-------- Passage to read --------

24. A device for decoding video data, the device comprising: means
for deriving a single palette table, for a current block of the
video data, that includes entries having three color values; means
for determining whether a pixel in a current block of the video
data includes a luma component and chroma components; means for
determining a number of color values to retrieve from the single
palette table based on the determination of whether the pixel in
the current block includes the luma component and the chroma
components; and means for palette-mode decoding the pixel in the
current block of the video data based on the determination of the
number of color values to retrieve.
25. The device of claim 24, further comprising: means for
determining a phase alignment between luma components of the
current block and chroma components of the current block, wherein
the means for determining whether the pixel in the current block
includes the luma component and the chroma components comprises
means for determining whether the pixel in the current block
includes the luma component and the chroma components based on the
determined phase alignment.
26. The device of claim 24, wherein the means for determining the
number of color values comprises means for determining that three
color values are to be retrieved from the single palette table
based on the determination that the pixel in the current block
includes the luma component and the chroma components, and wherein
the means for palette-mode decoding the pixel in the current block
comprises means for retrieving the three color values from the
single palette table and means for assigning each of the three
color values to respective luma and chroma components of the
pixel.
27. The device of claim 24, wherein the means for determining the
number of color values comprises means for determining that only a
single color value of the three color values is to be retrieved
from the single palette table based on the determination that the
pixel in the current block includes only the luma component and
none of the chroma components, and wherein the means for
palette-mode decoding the pixel in the current block comprises
means for retrieving the single color value from the single palette
table and means for assigning the single color value to the luma
component of the pixel.
28. A method of encoding video data, the method comprising:
determining that a pixel in a current block of the video data is
not to be encoded based on a single palette table; determining
whether the pixel in the current block of the video data includes a
luma component and chroma components; determining a number of color
values to signal in a bitstream based on the determination of
whether the pixel in the current block includes the luma component
and the chroma components; and signaling color values for the pixel
in the bitstream, used for reconstructing the current block, based
on the determined number of color values.
29. The method of claim 28, wherein determining the number of color
values to signal in the bitstream comprises determining that three
color values are to be signaled in the bitstream based on the
determination that the pixel in the current block includes the luma
component and the chroma components, and wherein signaling color
values comprises signaling three color values for the pixel.
30. The method of claim 28, wherein determining the number of color
values to signal in the bitstream comprises determining that only a
single color value is to be signaled in the bitstream based on the
determination that the pixel in the current block includes only the
luma component and none of the chroma components, and wherein
signaling comprises signaling only one color value for the
pixel.

-------- Extracted information --------

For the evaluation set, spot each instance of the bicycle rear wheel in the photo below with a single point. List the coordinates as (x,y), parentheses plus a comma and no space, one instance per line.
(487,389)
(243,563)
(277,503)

--------
-------- Extracted information --------

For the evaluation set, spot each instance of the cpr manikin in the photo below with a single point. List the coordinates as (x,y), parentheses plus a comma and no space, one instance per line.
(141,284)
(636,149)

--------

In the video decoding claims, how many color values are taken from the single palette table for a pixel that has only the luma component and none of the chroma components?

Only a single color value, which is assigned to the pixel's luma component.